- DOCUMENT SEGMENT
The tower was the headquarters of IPC Media, one of the biggest publishing companies in Europe. In the late 1970s, the tower became part of the mythos surrounding the British comic 2000 AD, published by IPC, and the building was depicted as a disguised spaceship, and home to the 'Nerve Centre' of its alien editor, Tharg. IPC moved to the Blue Fin Building in nearby Bankside in 2007.

==Redevelopment==
In February 2005 the then owners Capital & Counties Properties applied for planning permission with a design by Make Architects to remodel the tower by extending it to 34 floors along with replacement buildings for the T-shaped building at its base. Permission was granted in July 2005. However no redevelopment took place.

Capital and Counties sold the property to Simon Halabi's Buckingham Securities in 2006 for a reported £80m.

As part of their joint venture, CIT and Jadwa Investment purchased the property for £60m in 2010. In July 2011 CIT was awarded planning permission to convert the building to residential use along with additional mixed uses. The redevelopment of the building commenced in January 2013. Six new floors were originally planned to be added to the tower, increasing its height to around 128.4 m. The new tower was to house 173 apartments, with retail units to be built around the base and the existing podium building increased in height and transformed into new office space.

In mid 2013, CIT requested permission to increase the tower's height by a further 5 floors (bringing the total to 11) which would bring the tower to 155 m. 18 additional apartments would be made available with this increase. The plans were approved by Southwark councillors on 16 July 2013.

In September 2012 the joint venture secured £250m of funding from a consortium of Middle Eastern financial institutions.

In 2015 the building was purchased by Hermes Central London Limited Partnership who commissioned TPBennett llp to carry out a CAT A fit out design for all of the commercial space, to redesign the retail frontages not already completed and to remodel the entrance to the central street and both of the office entrances. These works also incorporated a new 9 storey feature staircase suspended from the side of the tower building. The additional works were completed in 2017.

- DIRECTIONS
Quote the passage about the tower's redevelopment word for word, starting at "In September 2012" and ending at "completed in 2017.".

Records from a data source
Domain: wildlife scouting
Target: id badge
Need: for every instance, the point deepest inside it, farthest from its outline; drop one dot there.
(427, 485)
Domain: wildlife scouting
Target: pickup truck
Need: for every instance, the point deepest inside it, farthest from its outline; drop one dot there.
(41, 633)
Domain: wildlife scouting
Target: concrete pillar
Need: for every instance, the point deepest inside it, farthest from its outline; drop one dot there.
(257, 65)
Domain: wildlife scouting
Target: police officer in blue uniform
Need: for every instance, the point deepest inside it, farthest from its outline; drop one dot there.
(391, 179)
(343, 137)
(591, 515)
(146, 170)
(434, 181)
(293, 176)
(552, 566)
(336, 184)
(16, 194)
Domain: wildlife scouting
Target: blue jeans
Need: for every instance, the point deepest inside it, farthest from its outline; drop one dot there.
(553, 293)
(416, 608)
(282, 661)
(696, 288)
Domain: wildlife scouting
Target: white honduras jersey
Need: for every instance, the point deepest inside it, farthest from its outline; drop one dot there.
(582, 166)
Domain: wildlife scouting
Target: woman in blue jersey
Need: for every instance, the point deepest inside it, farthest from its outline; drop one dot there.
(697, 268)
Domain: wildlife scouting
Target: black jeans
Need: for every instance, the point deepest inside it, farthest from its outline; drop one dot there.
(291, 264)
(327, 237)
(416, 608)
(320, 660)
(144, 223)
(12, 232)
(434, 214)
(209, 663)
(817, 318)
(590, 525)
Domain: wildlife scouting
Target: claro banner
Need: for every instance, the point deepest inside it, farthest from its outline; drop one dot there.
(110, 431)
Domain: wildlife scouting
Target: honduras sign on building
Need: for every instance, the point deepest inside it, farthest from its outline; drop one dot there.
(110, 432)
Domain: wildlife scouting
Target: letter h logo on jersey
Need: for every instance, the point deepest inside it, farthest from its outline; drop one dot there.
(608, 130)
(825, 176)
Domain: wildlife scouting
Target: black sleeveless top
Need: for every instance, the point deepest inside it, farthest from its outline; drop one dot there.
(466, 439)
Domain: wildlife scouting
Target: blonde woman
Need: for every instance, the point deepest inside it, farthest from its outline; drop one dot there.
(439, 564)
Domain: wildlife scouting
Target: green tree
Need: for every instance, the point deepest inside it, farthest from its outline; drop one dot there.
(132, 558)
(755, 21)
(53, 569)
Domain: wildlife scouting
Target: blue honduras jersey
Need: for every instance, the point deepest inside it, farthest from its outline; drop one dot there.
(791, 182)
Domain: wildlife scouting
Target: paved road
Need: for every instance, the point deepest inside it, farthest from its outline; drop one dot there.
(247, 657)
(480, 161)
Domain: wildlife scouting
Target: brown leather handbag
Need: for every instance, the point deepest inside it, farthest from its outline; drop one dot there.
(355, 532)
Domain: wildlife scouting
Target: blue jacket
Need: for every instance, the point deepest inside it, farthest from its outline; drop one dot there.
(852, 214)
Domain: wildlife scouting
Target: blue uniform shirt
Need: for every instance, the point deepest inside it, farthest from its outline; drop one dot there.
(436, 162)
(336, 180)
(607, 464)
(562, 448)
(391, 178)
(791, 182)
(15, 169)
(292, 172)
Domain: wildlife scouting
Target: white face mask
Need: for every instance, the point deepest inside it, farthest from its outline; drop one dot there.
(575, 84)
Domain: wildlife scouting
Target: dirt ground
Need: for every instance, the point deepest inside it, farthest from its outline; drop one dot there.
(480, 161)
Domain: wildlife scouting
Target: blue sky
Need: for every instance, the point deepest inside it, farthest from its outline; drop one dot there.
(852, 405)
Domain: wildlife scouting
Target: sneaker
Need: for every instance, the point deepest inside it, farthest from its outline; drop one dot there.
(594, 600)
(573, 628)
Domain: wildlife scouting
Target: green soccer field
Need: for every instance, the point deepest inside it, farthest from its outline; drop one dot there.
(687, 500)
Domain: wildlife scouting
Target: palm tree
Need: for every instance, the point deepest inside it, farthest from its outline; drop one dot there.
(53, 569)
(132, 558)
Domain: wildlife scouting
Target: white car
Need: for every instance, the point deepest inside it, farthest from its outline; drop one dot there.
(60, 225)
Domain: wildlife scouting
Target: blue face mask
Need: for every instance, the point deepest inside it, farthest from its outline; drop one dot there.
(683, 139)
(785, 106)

- WRITTEN REPLY
In September 2012 the joint venture secured £250m of funding from a consortium of Middle Eastern financial institutions.

In 2015 the building was purchased by Hermes Central London Limited Partnership who commissioned TPBennett llp to carry out a CAT A fit out design for all of the commercial space, to redesign the retail frontages not already completed and to remodel the entrance to the central street and both of the office entrances. These works also incorporated a new 9 storey feature staircase suspended from the side of the tower building. The additional works were completed in 2017.